## Request
Count the lines in the entries below that contain the string "fence" (case-sensitive), and return only that number.

## Stored rows
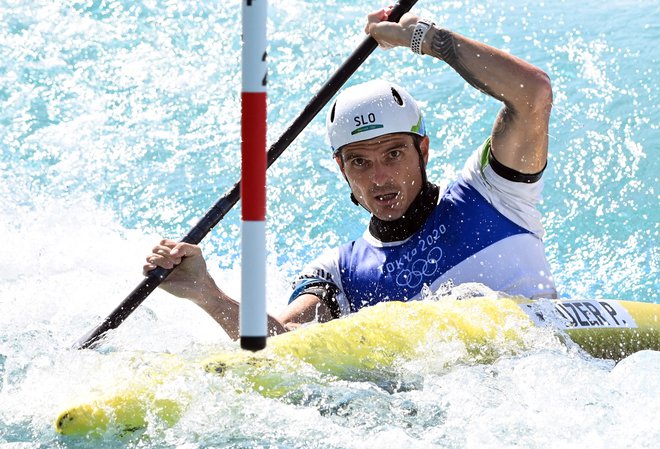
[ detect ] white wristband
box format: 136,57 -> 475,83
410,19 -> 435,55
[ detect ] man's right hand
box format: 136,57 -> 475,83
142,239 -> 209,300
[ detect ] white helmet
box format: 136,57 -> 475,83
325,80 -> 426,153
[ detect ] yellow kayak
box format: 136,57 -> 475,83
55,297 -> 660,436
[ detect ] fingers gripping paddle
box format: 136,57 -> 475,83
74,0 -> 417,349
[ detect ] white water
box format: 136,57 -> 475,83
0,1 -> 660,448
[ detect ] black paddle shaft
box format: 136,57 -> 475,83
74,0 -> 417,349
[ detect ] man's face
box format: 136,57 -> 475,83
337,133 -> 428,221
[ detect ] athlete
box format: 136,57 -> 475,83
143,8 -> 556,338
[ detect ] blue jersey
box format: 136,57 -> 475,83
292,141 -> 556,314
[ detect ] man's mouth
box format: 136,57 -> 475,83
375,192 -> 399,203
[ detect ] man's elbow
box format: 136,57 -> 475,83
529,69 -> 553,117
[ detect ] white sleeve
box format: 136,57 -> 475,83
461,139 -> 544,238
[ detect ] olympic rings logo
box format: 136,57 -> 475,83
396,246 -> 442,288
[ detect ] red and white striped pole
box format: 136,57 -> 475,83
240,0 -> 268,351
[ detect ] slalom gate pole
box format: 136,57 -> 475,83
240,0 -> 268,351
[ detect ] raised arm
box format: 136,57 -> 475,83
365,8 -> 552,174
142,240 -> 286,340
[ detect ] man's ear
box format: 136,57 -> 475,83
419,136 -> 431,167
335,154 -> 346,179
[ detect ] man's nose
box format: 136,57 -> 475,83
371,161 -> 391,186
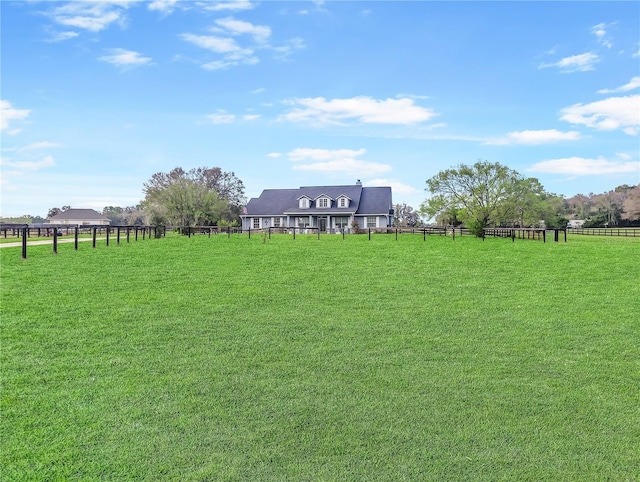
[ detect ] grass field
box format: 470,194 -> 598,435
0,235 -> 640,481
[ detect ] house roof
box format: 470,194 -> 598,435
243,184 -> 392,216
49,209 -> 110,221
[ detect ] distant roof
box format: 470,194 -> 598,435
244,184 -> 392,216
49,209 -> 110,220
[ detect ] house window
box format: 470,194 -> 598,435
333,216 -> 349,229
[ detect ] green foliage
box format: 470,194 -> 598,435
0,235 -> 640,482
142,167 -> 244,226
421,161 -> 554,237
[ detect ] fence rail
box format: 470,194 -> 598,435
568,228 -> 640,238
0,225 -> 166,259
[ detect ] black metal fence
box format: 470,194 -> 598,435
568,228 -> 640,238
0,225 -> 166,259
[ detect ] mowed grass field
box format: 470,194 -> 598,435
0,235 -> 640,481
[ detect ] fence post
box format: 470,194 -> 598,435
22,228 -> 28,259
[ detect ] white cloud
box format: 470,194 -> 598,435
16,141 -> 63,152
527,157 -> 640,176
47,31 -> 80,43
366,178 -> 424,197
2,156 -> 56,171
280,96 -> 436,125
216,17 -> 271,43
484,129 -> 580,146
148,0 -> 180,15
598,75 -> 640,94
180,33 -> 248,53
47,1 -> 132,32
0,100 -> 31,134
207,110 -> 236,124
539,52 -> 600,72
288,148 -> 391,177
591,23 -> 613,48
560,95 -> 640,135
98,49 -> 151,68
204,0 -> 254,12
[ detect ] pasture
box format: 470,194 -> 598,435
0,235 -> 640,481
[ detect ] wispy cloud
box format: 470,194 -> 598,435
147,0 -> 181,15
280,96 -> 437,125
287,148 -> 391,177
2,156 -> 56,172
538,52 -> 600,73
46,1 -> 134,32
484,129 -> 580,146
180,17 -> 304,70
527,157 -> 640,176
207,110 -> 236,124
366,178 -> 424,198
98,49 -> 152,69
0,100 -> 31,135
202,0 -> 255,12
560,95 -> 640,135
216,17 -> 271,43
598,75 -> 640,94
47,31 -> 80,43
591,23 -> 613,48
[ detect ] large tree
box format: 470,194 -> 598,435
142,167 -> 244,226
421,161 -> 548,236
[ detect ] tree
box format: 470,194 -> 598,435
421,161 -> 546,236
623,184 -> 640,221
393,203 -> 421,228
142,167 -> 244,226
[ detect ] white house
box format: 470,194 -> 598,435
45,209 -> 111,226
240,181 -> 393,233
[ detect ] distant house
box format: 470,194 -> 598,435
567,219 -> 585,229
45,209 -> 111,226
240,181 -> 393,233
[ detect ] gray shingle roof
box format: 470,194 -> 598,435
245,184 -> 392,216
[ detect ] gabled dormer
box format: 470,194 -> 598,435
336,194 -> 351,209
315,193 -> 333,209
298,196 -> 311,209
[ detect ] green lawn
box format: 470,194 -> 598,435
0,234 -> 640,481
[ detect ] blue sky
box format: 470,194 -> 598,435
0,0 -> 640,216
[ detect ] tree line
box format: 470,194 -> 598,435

## Answer to this exercise
3